_Complete the following_
1 – Please list every organization named in the Past Roles table of the director profile.
2 – Answer these questions from the director profile:
(a) From which school and in what year did Grant Pickering earn his BS in Marketing?
(b) How many meetings did the Compensation Committee hold in FY 2024?
(c) What is the yearly non-employee director retainer under the amended policy?

_Excerpted passage_
※

Grant Pickering
About Grant Pickering
Grant Pickering (age 57) has served as an independent Class II director of Athira Pharma since January 2022, bringing three decades of operating and CEO experience in biotechnology. He is co-founder and CEO, and a director of Vaxcyte, Inc. (public biotech) since November 2013; prior roles include CEO of Mymetics Corporation, CEO and director of Juvaris BioTherapeutics, Executive-in-Residence at Kleiner Perkins, and SVP of Operations at Dendreon. He holds an MBA (Georgetown, 1997, high honors) and a BS in Marketing (Penn State, 1989) .
Past Roles
| Organization | Role | Tenure | Committees/Impact |
|---|---|---|---|
| Dendreon Corporation | SVP, Operations | Not disclosed | Operational leadership at public biotech |
| Kleiner Perkins | Executive-in-Residence | Not disclosed | Operating advisor while serving as CEO/director at Juvaris |
| Juvaris BioTherapeutics, Inc. | CEO and Director | Not disclosed | Biopharma leadership and board service |
| Mymetics Corporation | CEO | Not disclosed | Led a publicly traded biotech company |
| Atreca, Inc. | Strategic Advisor | May 2013 – April 2015 | Advisory role at public biotech |
External Roles
| Organization | Role | Tenure | Notes / Interlocks |
|---|---|---|---|
| Vaxcyte, Inc. (NASDAQ) | Co-founder, CEO, Director | Since Nov 2013 | Current public company directorship (no ATHA related-party transactions disclosed) |
Board Governance
- Committee assignments: Member, Compensation Committee (committee held 4 meetings in FY 2024; Chair: Barbara Kosacz) .
- Independence: Board determined all directors other than the CEO are independent; Mr. Pickering satisfies Nasdaq and SEC independence standards for committee service .
- Attendance: In FY 2024, the board held 7 meetings and each director attended at least 75% of board and committee meetings; 7 of 8 directors attended the 2024 annual meeting .
- Board leadership: Independent Chair (Kelly A. Romano); CEO and Chair roles are separated. Executive sessions of non-employee directors occur periodically, chaired by the Board Chair or relevant committee chair .
- Term and nomination: Class II director with current term expiring 2025; nominated to continue 2025–2028 with unanimous Board recommendation “FOR” .
Fixed Compensation
| Metric | FY 2024 | Notes |
|---|---|---|
| Fees Earned or Paid in Cash ($) | 50,258 | Actual cash paid for director service in 2024 |
| Option Awards ($) (ASC 718 grant-date fair value) | 43,404 | Annual option grant value under policy |
| Total ($) | 93,663 | Sum of cash + option grant value |
Director cash retainer policy (amended Sept 2024):
- $40,000 per year non-employee director retainer .
- Committee fees: Compensation Committee member $5,000/year; chair $10,000/year. Audit Committee member $7,500; chair $15,000. Nominating & Corporate Governance member $4,000; chair $8,000. Compliance member $5,000; chair $10,000 .
- Fees paid quarterly; travel expense reimbursement .

※

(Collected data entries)
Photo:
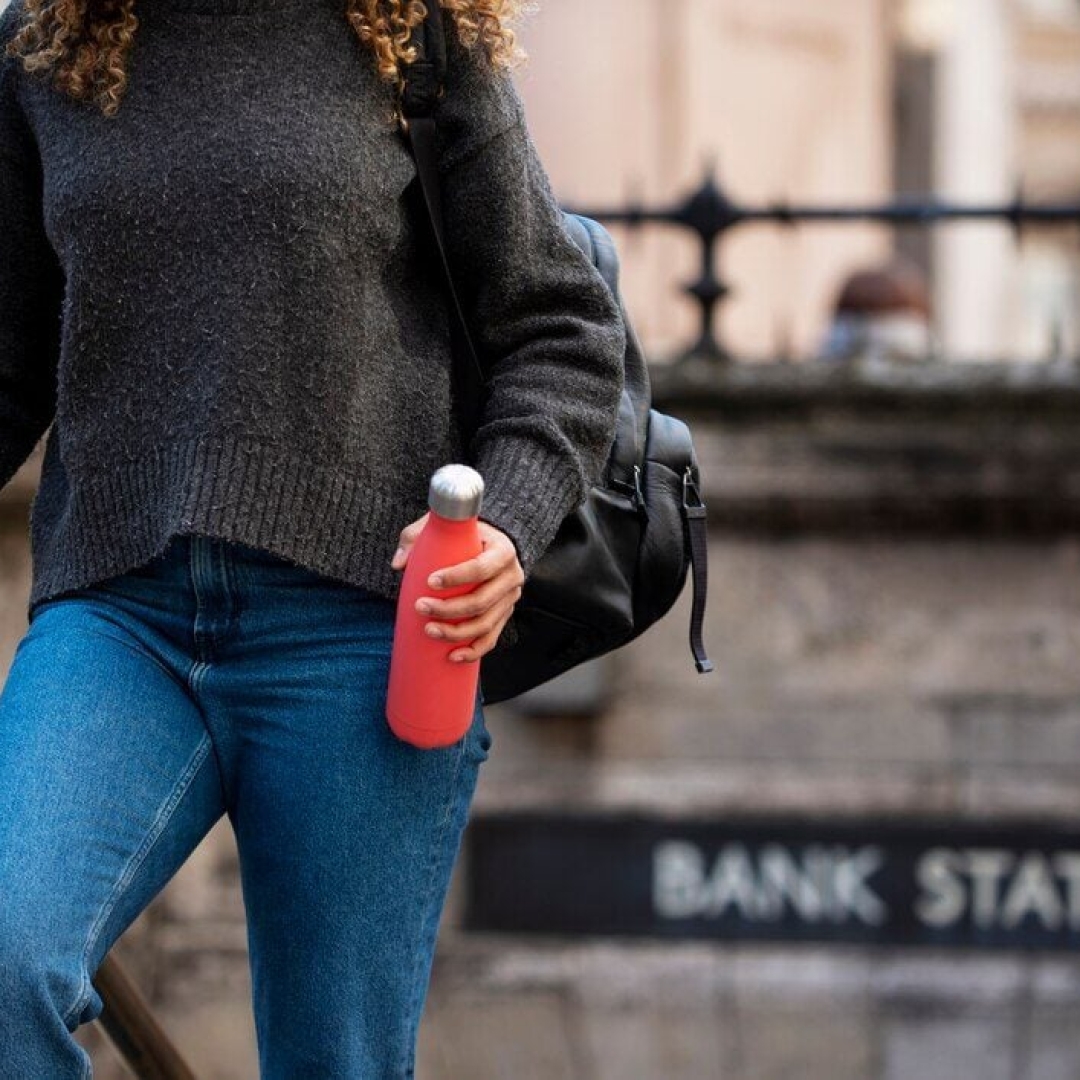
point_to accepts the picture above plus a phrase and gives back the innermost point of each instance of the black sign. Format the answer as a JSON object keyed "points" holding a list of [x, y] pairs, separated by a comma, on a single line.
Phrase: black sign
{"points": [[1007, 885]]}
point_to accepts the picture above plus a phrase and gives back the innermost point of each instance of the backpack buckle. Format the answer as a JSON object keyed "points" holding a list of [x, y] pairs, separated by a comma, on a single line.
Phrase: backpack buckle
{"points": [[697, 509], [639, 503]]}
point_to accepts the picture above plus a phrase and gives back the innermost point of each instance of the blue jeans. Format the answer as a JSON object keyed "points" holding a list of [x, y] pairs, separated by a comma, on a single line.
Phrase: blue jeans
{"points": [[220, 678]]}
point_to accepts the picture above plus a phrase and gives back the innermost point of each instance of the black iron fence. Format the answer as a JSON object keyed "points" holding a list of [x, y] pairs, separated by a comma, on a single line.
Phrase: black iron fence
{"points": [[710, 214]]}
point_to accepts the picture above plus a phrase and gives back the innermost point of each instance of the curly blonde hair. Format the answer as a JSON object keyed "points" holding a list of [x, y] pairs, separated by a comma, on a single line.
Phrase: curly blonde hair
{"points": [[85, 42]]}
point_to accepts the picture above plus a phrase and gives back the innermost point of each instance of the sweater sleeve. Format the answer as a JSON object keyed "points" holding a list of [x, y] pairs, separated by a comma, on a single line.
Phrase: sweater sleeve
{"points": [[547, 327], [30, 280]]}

※

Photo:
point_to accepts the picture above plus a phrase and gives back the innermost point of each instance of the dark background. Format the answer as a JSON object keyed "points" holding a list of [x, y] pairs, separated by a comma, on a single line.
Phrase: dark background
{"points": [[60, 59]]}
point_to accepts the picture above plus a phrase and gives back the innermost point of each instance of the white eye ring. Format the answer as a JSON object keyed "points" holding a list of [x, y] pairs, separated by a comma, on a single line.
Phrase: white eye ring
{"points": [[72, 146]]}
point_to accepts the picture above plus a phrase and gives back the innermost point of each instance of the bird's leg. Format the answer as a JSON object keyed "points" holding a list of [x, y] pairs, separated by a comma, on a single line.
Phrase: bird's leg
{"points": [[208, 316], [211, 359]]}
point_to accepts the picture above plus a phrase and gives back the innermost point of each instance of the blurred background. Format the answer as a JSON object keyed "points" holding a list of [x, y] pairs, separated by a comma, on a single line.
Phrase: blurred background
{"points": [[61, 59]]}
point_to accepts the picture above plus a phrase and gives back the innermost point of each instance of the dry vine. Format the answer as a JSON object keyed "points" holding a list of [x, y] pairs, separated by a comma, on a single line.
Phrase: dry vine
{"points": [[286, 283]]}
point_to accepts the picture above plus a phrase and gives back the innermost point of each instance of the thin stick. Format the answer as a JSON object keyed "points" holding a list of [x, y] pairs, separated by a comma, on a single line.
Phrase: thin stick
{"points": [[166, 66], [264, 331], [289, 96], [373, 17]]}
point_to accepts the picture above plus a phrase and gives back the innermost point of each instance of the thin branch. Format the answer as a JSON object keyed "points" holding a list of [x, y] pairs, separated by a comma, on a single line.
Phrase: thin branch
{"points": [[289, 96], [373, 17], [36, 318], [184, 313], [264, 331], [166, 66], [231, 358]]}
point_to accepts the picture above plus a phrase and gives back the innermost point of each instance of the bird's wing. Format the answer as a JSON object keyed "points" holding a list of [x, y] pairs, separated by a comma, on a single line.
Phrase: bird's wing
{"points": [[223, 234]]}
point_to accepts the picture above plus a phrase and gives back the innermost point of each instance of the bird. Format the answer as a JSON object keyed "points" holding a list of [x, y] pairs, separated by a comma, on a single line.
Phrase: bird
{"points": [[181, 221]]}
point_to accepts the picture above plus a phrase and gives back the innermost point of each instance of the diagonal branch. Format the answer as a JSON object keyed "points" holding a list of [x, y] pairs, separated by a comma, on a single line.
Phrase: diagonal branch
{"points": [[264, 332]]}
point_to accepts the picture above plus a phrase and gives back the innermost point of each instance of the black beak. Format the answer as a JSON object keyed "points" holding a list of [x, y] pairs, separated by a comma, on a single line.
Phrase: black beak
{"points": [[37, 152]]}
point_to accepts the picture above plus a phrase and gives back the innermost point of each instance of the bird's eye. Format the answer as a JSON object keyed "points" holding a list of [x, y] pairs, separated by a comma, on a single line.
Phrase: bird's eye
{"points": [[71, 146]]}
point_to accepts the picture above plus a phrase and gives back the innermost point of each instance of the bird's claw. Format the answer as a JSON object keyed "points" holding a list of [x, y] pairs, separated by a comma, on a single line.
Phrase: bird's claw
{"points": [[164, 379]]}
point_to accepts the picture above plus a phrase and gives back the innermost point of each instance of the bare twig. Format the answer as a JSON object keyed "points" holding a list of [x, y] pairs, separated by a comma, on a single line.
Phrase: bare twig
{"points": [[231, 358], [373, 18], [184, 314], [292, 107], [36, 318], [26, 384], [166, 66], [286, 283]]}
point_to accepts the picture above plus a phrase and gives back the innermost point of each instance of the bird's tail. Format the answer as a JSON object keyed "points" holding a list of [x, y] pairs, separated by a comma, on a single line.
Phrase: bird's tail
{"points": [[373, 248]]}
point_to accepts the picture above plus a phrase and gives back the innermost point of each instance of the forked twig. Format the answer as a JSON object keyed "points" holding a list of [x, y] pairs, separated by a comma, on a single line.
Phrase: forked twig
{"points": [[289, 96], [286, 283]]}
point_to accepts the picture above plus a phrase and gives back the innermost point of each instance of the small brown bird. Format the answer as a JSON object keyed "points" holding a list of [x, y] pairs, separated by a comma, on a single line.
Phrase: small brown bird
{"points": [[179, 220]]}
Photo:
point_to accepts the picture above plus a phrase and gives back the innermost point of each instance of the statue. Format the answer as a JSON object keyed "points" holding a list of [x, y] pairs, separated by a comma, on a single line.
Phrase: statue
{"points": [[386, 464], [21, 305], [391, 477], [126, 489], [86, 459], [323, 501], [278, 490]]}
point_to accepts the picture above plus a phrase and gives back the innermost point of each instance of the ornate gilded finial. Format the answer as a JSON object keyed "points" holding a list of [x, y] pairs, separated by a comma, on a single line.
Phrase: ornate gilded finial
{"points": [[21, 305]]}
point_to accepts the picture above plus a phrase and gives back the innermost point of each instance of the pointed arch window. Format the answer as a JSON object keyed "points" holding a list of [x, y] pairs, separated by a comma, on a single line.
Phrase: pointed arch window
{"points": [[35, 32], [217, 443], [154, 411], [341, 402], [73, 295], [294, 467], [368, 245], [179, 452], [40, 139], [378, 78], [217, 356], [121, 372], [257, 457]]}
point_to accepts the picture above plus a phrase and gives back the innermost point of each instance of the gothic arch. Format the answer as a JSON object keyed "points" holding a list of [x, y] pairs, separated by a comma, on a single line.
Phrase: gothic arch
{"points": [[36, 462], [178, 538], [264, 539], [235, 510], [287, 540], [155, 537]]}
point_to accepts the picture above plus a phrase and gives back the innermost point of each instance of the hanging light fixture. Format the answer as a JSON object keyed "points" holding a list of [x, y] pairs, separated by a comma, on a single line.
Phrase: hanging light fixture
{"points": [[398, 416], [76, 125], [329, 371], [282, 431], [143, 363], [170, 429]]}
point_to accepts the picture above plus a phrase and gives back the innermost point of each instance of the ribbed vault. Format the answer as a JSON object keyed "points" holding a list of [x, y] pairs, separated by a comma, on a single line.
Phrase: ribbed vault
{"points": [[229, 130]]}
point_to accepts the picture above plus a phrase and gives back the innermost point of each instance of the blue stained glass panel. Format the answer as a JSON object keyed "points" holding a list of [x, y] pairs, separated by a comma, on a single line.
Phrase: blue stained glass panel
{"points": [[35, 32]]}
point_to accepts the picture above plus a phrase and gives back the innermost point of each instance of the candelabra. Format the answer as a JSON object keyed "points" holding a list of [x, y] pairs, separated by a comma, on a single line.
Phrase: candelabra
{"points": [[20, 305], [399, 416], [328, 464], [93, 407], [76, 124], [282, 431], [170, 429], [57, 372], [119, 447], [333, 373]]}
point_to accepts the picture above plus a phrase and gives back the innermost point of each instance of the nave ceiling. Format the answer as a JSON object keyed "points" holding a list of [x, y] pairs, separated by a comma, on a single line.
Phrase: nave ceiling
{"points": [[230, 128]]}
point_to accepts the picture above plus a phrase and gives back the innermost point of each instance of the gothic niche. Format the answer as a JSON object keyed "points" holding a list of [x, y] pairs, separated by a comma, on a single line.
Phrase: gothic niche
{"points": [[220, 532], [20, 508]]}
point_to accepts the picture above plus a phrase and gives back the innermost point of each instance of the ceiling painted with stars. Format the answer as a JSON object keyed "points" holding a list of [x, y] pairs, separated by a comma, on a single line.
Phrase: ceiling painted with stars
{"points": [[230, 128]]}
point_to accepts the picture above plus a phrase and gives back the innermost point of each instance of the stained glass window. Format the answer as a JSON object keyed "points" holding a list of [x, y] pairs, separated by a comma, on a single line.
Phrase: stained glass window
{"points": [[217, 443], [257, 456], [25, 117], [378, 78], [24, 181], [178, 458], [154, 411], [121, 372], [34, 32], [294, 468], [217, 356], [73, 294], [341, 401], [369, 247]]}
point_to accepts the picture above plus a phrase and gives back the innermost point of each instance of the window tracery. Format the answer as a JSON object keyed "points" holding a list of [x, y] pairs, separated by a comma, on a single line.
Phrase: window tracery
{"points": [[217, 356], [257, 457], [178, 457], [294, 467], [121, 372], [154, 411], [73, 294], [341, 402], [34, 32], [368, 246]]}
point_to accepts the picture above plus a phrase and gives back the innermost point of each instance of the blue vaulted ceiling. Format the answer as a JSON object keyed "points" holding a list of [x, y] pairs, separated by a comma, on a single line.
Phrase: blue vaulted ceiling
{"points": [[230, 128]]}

※

_Answers for this exercise_
1 –
Dendreon Corporation
Kleiner Perkins
Juvaris BioTherapeutics, Inc.
Mymetics Corporation
Atreca, Inc.

2 –
(a) Penn State, 1989
(b) 4
(c) $40,000